══ Material for the task

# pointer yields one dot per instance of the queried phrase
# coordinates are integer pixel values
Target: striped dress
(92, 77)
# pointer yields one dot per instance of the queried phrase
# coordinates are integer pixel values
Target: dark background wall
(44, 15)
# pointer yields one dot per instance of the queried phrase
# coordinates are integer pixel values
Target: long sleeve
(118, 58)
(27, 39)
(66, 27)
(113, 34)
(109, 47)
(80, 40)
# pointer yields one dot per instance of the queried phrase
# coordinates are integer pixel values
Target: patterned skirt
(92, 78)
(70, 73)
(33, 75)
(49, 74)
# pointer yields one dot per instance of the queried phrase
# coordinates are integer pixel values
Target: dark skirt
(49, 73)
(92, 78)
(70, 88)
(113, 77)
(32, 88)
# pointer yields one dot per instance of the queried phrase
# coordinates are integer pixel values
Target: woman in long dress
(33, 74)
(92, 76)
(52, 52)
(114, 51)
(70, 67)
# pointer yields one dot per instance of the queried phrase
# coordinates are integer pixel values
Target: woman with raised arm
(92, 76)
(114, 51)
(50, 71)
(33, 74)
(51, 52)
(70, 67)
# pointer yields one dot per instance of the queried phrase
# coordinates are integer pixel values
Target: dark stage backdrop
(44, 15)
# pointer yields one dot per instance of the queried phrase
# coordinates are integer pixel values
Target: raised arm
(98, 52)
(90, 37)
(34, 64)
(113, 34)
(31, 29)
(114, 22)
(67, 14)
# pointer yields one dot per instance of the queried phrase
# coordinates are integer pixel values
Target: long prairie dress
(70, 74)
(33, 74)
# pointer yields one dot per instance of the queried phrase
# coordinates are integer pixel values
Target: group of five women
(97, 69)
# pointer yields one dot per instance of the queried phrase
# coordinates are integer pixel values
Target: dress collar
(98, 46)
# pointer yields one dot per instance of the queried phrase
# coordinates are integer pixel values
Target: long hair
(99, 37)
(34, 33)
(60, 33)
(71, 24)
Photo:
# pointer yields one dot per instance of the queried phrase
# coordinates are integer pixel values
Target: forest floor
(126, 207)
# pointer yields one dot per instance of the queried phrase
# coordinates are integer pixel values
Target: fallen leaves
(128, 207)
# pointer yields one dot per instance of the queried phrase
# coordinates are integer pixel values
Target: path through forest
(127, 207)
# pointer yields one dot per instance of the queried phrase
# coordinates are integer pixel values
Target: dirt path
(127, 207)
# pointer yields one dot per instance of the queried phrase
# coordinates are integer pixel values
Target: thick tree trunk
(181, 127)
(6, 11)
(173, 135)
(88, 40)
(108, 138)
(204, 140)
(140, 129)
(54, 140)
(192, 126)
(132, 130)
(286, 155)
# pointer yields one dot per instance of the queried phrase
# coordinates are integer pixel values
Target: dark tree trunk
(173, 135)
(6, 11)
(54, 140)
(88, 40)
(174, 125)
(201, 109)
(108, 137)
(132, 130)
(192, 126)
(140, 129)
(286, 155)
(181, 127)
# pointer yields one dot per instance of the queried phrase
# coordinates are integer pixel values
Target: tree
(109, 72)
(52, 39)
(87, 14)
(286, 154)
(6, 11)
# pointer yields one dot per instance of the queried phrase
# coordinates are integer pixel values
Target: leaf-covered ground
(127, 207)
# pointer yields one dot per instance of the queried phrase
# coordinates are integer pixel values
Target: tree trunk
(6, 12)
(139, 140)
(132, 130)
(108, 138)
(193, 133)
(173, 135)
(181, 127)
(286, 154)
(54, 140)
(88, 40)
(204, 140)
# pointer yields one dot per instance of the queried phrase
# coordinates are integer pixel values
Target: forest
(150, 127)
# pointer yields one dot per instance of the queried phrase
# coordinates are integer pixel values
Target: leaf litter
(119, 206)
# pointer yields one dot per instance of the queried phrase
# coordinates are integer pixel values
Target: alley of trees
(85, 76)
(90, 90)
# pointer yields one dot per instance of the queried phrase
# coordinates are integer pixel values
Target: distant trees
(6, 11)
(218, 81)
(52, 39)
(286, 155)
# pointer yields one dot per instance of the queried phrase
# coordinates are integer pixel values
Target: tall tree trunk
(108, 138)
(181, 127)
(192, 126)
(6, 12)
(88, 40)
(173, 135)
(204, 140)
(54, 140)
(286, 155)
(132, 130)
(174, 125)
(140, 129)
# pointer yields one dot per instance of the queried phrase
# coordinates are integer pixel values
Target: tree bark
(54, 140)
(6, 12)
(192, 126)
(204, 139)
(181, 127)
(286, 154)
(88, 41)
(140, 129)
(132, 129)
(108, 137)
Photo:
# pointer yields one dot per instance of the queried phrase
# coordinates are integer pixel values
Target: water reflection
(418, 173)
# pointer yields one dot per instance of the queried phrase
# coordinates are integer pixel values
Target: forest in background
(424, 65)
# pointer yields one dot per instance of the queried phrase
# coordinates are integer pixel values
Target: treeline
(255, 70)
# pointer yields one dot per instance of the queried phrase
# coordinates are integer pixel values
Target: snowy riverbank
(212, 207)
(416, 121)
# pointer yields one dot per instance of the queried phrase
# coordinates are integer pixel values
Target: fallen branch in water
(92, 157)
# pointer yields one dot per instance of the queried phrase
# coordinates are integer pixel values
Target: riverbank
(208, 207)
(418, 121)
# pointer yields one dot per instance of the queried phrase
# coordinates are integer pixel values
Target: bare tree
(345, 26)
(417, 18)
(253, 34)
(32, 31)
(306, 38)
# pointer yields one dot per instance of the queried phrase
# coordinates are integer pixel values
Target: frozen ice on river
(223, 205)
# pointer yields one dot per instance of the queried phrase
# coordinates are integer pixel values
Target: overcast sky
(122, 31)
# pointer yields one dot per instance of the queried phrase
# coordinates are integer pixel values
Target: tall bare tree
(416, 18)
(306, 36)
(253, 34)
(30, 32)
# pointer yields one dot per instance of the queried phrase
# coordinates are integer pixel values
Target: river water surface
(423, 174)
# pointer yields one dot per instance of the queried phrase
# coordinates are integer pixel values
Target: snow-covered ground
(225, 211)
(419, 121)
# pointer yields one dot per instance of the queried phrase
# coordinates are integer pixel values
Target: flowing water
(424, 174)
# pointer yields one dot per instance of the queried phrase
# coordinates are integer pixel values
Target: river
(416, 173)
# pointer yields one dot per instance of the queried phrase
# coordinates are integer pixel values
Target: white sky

════

Short exercise -> Print back all the lines verbatim.

Task response ->
# pointer yields one dot per instance of the queried phrase
# coordinates are integer pixel values
Target: striped dress
(92, 77)
# pointer yields one dot per instance of the queried phrase
# coordinates are integer pixel values
Target: dark background wall
(44, 15)
# pointer yields one dot per instance of the queried phrase
# coordinates are integer pixel values
Target: long sleeve
(118, 58)
(27, 39)
(66, 27)
(113, 34)
(109, 47)
(80, 40)
# pointer yields one dot per instance of the queried phrase
# coordinates are integer pixel values
Target: patterned skirt
(92, 78)
(70, 73)
(33, 75)
(49, 74)
# pointer yields one dot per instance of the queried phrase
# coordinates are integer pixel values
Target: dark skirt
(49, 73)
(92, 78)
(70, 88)
(113, 77)
(32, 88)
# pointer yields one dot per instance of the queried phrase
# coordinates are integer pixel values
Target: woman in long dress
(33, 74)
(92, 76)
(52, 52)
(114, 51)
(70, 67)
# pointer yields one dot per instance of the queried phrase
# coordinates are integer pixel values
Target: woman with raised arm
(92, 76)
(114, 51)
(50, 71)
(33, 74)
(51, 52)
(70, 67)
# pointer yields one dot per instance of the queried phrase
# coordinates are integer pixel values
Target: dark stage backdrop
(44, 15)
# pointer yields one dot per instance of the queried phrase
# coordinates are integer pixel values
Target: raised arm
(98, 52)
(90, 37)
(34, 64)
(113, 34)
(31, 29)
(114, 22)
(67, 14)
# pointer yields one dot per instance of the queried phrase
# coordinates are integer pixel values
Target: long prairie dress
(70, 74)
(33, 74)
# pointer yields one dot per instance of the queried phrase
# coordinates are integer pixel values
Target: group of five women
(97, 69)
# pointer yields one dot per instance of the queried phrase
# coordinates are integer pixel values
Target: dress collar
(98, 46)
# pointer yields one dot per instance of the queried phrase
# coordinates are integer pixel values
Target: long hair
(99, 37)
(34, 33)
(60, 33)
(71, 24)
Photo:
# pointer yields one dot per instance of the queried phrase
# coordinates are integer pixel values
Target: forest floor
(126, 207)
# pointer yields one dot per instance of the queried phrase
# coordinates are integer pixel values
Target: fallen leaves
(128, 207)
# pointer yields one dot per instance of the queried phrase
# coordinates are integer pixel values
Target: path through forest
(127, 207)
# pointer yields one dot per instance of the queried phrase
# coordinates are integer pixel values
Target: dirt path
(127, 207)
# pointer yields one dot per instance of the queried phrase
# coordinates are integer pixel values
Target: thick tree trunk
(181, 127)
(6, 11)
(173, 135)
(88, 40)
(108, 138)
(204, 140)
(140, 129)
(54, 140)
(192, 126)
(132, 130)
(286, 155)
# pointer yields one dot per instance of the queried phrase
# coordinates are integer pixel values
Target: dark tree trunk
(173, 135)
(6, 11)
(54, 140)
(88, 40)
(174, 125)
(201, 109)
(108, 137)
(132, 130)
(192, 126)
(140, 129)
(286, 155)
(181, 127)
# pointer yields one dot per instance of the queried phrase
# coordinates are integer pixel values
Target: tree
(109, 72)
(52, 39)
(87, 14)
(286, 154)
(6, 11)
# pointer yields one dot per instance of the queried phrase
# coordinates are integer pixel values
Target: leaf-covered ground
(127, 207)
# pointer yields one dot per instance of the queried phrase
# coordinates are integer pixel values
Target: tree trunk
(6, 12)
(139, 140)
(132, 130)
(108, 138)
(193, 133)
(173, 135)
(181, 127)
(286, 154)
(54, 140)
(88, 40)
(204, 140)
# pointer yields one dot per instance of the queried phrase
# coordinates are integer pixel values
Target: forest
(150, 127)
# pointer yields one dot per instance of the queried phrase
# coordinates are integer pixel values
Target: leaf litter
(119, 206)
# pointer yields one dot per instance of the queried phrase
# coordinates are integer pixel values
Target: alley of trees
(85, 76)
(90, 90)
# pointer yields one dot per instance of the queried phrase
# coordinates are integer pixel values
Target: distant trees
(6, 11)
(218, 81)
(52, 39)
(286, 155)
# pointer yields one dot per instance of the queried phrase
# coordinates are integer pixel values
Target: tall tree trunk
(108, 138)
(181, 127)
(192, 126)
(6, 12)
(88, 40)
(173, 135)
(204, 140)
(54, 140)
(286, 155)
(132, 130)
(174, 125)
(140, 129)
# pointer yields one dot per instance of the queried phrase
# coordinates are integer pixel values
Target: tree bark
(54, 140)
(6, 12)
(192, 126)
(204, 139)
(181, 127)
(286, 154)
(88, 41)
(140, 129)
(132, 129)
(108, 137)
Photo:
# pointer yields one dot per instance of the queried phrase
# coordinates are integer pixel values
Target: water reflection
(418, 173)
# pointer yields one dot per instance of the queried phrase
# coordinates are integer pixel values
Target: forest in background
(424, 65)
# pointer yields one dot per instance of the queried phrase
# coordinates are integer pixel values
Target: treeline
(255, 70)
# pointer yields one dot per instance of the queried phrase
# coordinates are integer pixel values
Target: snowy riverbank
(212, 207)
(416, 121)
# pointer yields one dot per instance of the queried phrase
# coordinates are integer pixel values
Target: fallen branch in water
(92, 157)
# pointer yields one dot per instance of the queried phrase
# coordinates are integer pixel values
Target: riverbank
(208, 207)
(418, 121)
# pointer yields one dot per instance of the queried phrase
# coordinates are integer pixel values
Target: bare tree
(345, 26)
(417, 18)
(253, 34)
(32, 31)
(306, 38)
# pointer yields one dot per instance of the queried phrase
# coordinates are integer pixel values
Target: frozen ice on river
(223, 205)
# pointer yields one dot per instance of the queried phrase
# coordinates are integer pixel values
Target: overcast sky
(122, 31)
# pointer yields one dot per instance of the queried phrase
# coordinates are integer pixel values
Target: tall bare tree
(416, 18)
(306, 36)
(253, 34)
(30, 32)
# pointer yields one dot per instance of the queried phrase
# coordinates are integer pixel values
Target: river water surface
(423, 174)
# pointer yields one dot per instance of the queried phrase
# coordinates are integer pixel values
Target: snow-covered ground
(225, 211)
(419, 121)
# pointer yields one dot per instance of the queried phrase
# coordinates are integer pixel values
Target: flowing water
(424, 174)
# pointer yields one dot per instance of the queried phrase
# coordinates are integer pixel values
Target: river
(416, 173)
# pointer yields one dot per instance of the queried phrase
# coordinates are integer pixel values
Target: white sky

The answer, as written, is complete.